━━━ Data
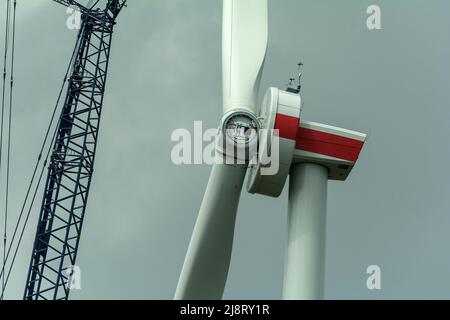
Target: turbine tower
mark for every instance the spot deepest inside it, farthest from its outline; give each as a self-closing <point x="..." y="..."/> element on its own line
<point x="311" y="153"/>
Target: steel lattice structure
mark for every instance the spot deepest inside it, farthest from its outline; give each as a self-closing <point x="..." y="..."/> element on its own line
<point x="71" y="164"/>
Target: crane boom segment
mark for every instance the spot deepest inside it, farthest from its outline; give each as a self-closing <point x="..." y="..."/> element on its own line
<point x="71" y="162"/>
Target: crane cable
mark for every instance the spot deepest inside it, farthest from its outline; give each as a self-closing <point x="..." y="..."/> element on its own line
<point x="3" y="271"/>
<point x="5" y="59"/>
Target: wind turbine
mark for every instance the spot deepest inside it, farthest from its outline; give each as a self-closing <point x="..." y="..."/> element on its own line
<point x="310" y="152"/>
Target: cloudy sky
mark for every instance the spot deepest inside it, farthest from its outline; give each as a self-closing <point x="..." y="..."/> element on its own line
<point x="165" y="73"/>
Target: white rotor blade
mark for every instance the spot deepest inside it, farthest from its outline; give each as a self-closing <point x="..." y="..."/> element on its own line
<point x="244" y="45"/>
<point x="205" y="268"/>
<point x="207" y="261"/>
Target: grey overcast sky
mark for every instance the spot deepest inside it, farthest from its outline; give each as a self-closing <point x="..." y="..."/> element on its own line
<point x="165" y="73"/>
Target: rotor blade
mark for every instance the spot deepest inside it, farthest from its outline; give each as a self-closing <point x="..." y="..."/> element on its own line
<point x="207" y="261"/>
<point x="244" y="46"/>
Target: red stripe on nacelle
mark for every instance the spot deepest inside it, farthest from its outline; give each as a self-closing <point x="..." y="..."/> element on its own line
<point x="328" y="144"/>
<point x="287" y="126"/>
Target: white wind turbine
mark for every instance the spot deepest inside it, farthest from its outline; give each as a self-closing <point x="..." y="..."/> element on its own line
<point x="310" y="152"/>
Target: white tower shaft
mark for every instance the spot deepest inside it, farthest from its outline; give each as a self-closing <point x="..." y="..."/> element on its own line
<point x="305" y="255"/>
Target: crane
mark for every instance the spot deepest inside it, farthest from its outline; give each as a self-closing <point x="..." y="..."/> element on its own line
<point x="72" y="159"/>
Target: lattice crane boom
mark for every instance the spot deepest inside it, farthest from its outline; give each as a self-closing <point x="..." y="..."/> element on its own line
<point x="71" y="164"/>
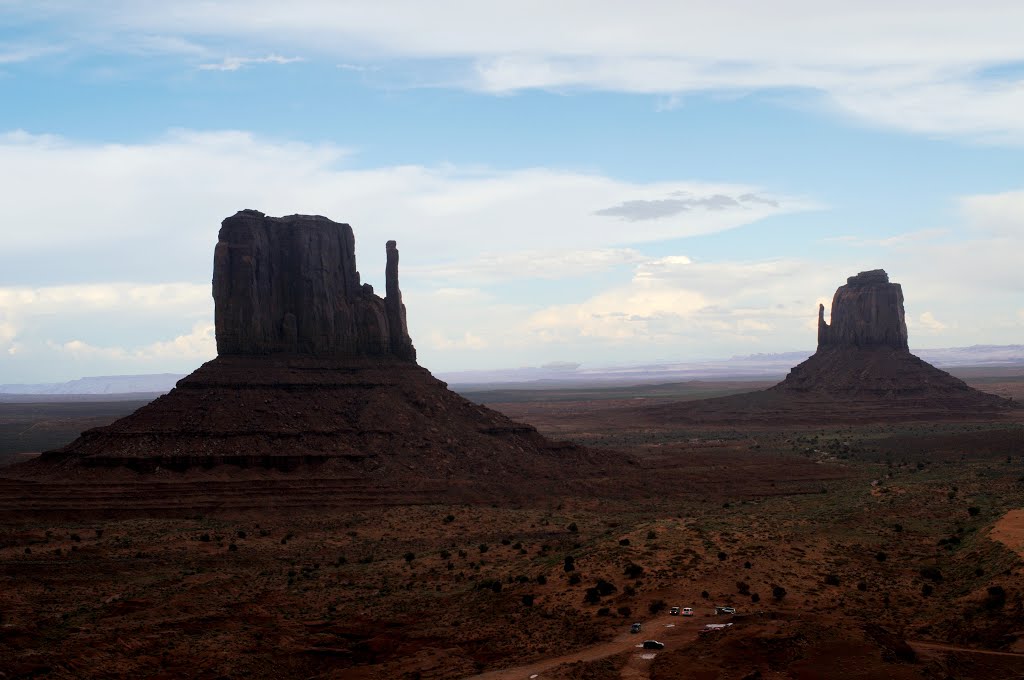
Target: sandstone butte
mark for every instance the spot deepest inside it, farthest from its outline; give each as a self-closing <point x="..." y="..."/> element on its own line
<point x="862" y="371"/>
<point x="316" y="378"/>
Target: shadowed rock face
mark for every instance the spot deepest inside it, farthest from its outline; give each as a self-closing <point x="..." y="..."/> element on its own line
<point x="315" y="379"/>
<point x="290" y="285"/>
<point x="865" y="312"/>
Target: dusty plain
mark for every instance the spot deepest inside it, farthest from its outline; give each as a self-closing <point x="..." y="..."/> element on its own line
<point x="861" y="550"/>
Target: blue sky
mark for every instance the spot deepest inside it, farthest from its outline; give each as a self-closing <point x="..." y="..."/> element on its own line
<point x="600" y="182"/>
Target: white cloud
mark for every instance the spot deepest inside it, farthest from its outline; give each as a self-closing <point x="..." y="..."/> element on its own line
<point x="236" y="62"/>
<point x="198" y="345"/>
<point x="998" y="214"/>
<point x="928" y="323"/>
<point x="671" y="301"/>
<point x="174" y="298"/>
<point x="560" y="263"/>
<point x="923" y="67"/>
<point x="466" y="341"/>
<point x="172" y="194"/>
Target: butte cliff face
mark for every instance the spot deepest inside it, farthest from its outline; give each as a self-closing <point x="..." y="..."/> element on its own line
<point x="867" y="311"/>
<point x="290" y="285"/>
<point x="861" y="372"/>
<point x="315" y="379"/>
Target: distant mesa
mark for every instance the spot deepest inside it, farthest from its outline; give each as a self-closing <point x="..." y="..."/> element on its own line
<point x="316" y="376"/>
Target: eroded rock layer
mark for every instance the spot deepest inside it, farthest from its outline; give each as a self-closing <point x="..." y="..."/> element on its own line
<point x="861" y="372"/>
<point x="291" y="285"/>
<point x="315" y="379"/>
<point x="867" y="311"/>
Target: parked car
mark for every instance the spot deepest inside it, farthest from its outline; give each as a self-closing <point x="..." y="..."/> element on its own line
<point x="714" y="628"/>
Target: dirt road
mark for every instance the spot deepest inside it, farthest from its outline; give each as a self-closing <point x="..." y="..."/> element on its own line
<point x="673" y="631"/>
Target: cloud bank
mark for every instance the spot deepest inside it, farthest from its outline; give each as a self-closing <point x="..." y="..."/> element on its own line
<point x="940" y="68"/>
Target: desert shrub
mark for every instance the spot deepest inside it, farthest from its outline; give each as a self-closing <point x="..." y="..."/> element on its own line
<point x="995" y="599"/>
<point x="633" y="570"/>
<point x="489" y="584"/>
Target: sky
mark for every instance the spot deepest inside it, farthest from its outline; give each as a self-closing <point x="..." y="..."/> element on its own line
<point x="577" y="181"/>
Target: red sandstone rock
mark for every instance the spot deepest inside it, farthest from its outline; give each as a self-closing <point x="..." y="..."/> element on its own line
<point x="867" y="311"/>
<point x="290" y="285"/>
<point x="316" y="378"/>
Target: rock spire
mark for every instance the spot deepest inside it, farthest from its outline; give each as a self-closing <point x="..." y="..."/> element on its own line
<point x="290" y="285"/>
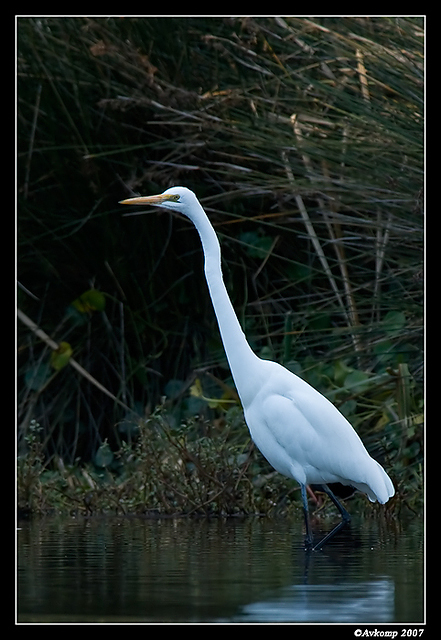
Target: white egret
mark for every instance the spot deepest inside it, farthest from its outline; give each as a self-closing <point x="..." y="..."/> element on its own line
<point x="301" y="433"/>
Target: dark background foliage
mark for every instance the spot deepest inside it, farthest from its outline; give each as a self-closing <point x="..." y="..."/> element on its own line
<point x="303" y="139"/>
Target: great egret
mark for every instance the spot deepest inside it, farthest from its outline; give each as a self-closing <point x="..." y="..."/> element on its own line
<point x="301" y="433"/>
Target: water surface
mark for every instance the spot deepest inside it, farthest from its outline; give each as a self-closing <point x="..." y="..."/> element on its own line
<point x="234" y="570"/>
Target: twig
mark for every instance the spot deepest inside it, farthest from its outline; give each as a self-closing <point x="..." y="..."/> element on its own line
<point x="55" y="346"/>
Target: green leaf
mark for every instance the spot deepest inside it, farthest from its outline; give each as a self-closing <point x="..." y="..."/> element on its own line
<point x="104" y="456"/>
<point x="61" y="356"/>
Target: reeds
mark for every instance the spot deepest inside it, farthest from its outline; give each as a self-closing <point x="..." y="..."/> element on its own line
<point x="303" y="138"/>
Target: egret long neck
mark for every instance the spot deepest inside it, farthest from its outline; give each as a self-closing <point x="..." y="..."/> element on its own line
<point x="241" y="358"/>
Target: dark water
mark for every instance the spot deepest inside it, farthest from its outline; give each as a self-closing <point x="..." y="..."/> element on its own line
<point x="181" y="570"/>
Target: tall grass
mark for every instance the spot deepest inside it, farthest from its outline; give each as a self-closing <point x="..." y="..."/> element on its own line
<point x="303" y="139"/>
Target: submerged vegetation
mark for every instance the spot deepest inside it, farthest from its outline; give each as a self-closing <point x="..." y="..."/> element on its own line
<point x="303" y="139"/>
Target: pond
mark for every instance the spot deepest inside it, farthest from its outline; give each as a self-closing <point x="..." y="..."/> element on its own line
<point x="253" y="570"/>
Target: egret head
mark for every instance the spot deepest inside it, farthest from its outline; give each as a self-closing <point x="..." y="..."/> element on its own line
<point x="176" y="198"/>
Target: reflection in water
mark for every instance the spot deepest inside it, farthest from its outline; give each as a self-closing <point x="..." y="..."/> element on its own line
<point x="361" y="602"/>
<point x="252" y="570"/>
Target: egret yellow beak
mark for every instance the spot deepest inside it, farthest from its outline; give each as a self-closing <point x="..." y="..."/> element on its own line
<point x="163" y="197"/>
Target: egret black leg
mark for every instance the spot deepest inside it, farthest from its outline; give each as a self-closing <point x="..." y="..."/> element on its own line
<point x="346" y="518"/>
<point x="308" y="539"/>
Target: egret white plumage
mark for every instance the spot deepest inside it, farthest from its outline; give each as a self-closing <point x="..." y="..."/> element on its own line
<point x="301" y="433"/>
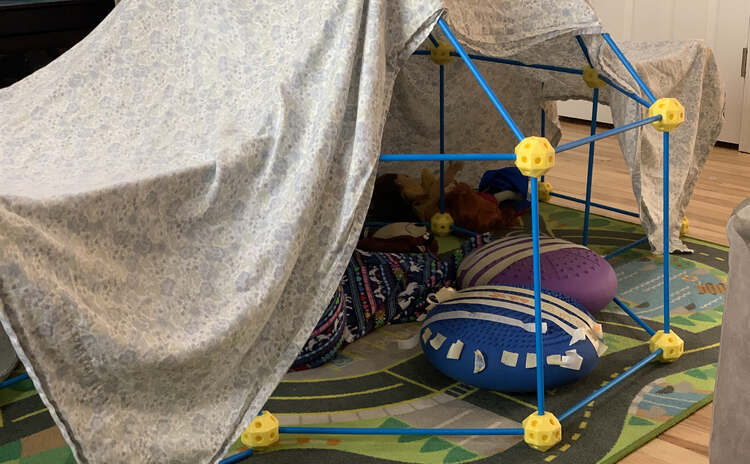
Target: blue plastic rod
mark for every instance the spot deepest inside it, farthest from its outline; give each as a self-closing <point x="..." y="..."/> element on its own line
<point x="463" y="231"/>
<point x="396" y="431"/>
<point x="546" y="67"/>
<point x="584" y="49"/>
<point x="537" y="295"/>
<point x="625" y="92"/>
<point x="629" y="67"/>
<point x="607" y="133"/>
<point x="492" y="59"/>
<point x="665" y="245"/>
<point x="237" y="457"/>
<point x="493" y="98"/>
<point x="449" y="157"/>
<point x="611" y="384"/>
<point x="595" y="205"/>
<point x="625" y="248"/>
<point x="590" y="171"/>
<point x="14" y="380"/>
<point x="442" y="138"/>
<point x="633" y="316"/>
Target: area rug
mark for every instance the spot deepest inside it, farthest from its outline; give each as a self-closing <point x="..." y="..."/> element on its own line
<point x="374" y="383"/>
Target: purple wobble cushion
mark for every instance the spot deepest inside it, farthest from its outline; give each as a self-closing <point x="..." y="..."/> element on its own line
<point x="567" y="268"/>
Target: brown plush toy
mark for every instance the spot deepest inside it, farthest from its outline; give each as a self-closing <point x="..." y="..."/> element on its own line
<point x="469" y="209"/>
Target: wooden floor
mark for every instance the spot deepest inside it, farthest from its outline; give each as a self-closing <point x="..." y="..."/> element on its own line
<point x="722" y="185"/>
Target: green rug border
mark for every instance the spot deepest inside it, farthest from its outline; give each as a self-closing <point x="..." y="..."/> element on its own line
<point x="637" y="444"/>
<point x="698" y="241"/>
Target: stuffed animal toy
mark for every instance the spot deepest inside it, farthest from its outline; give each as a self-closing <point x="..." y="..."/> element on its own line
<point x="478" y="212"/>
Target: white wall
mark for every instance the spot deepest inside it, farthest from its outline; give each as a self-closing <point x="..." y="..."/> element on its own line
<point x="723" y="24"/>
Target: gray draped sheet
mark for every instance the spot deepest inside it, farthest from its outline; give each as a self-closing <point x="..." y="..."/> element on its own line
<point x="181" y="191"/>
<point x="730" y="430"/>
<point x="543" y="32"/>
<point x="179" y="196"/>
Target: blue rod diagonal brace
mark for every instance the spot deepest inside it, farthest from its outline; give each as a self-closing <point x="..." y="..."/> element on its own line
<point x="493" y="98"/>
<point x="665" y="244"/>
<point x="590" y="169"/>
<point x="625" y="248"/>
<point x="611" y="384"/>
<point x="561" y="69"/>
<point x="463" y="231"/>
<point x="595" y="205"/>
<point x="537" y="296"/>
<point x="448" y="157"/>
<point x="633" y="316"/>
<point x="607" y="133"/>
<point x="546" y="67"/>
<point x="237" y="457"/>
<point x="442" y="138"/>
<point x="629" y="67"/>
<point x="492" y="59"/>
<point x="396" y="431"/>
<point x="14" y="380"/>
<point x="585" y="50"/>
<point x="635" y="97"/>
<point x="383" y="224"/>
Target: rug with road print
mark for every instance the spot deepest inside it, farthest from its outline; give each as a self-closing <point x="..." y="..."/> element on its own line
<point x="373" y="383"/>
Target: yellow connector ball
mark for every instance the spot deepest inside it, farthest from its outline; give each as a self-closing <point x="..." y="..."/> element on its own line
<point x="672" y="114"/>
<point x="534" y="156"/>
<point x="442" y="53"/>
<point x="591" y="78"/>
<point x="440" y="224"/>
<point x="542" y="432"/>
<point x="684" y="226"/>
<point x="545" y="191"/>
<point x="671" y="345"/>
<point x="262" y="431"/>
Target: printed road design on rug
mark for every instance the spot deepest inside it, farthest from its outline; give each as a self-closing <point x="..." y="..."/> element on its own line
<point x="373" y="383"/>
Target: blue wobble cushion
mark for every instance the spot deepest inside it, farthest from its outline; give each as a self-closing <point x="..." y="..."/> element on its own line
<point x="485" y="336"/>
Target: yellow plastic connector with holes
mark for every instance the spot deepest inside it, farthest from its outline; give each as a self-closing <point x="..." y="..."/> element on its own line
<point x="440" y="224"/>
<point x="670" y="343"/>
<point x="591" y="78"/>
<point x="542" y="432"/>
<point x="545" y="191"/>
<point x="534" y="156"/>
<point x="672" y="114"/>
<point x="684" y="226"/>
<point x="442" y="53"/>
<point x="263" y="431"/>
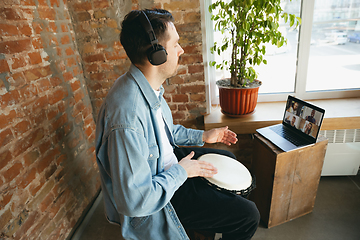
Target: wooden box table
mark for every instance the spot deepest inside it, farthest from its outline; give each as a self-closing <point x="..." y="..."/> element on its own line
<point x="286" y="182"/>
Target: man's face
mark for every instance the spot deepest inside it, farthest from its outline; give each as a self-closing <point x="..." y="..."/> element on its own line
━━━━━━
▶ _Given task_: Repeat exactly, and only, the lines from the one containing "Target: wooden box table" through the end of the material.

▶ _Answer to the task_:
Target: wooden box table
mark for every instance the spot deepest inside it, farthest from its outline; give each as a self-closing <point x="..." y="..."/> element on its own line
<point x="286" y="182"/>
Target: man's face
mark for every instance the spot deepest inside it, farthest from its outline; give each as a self-closing <point x="..." y="..."/> element on its own line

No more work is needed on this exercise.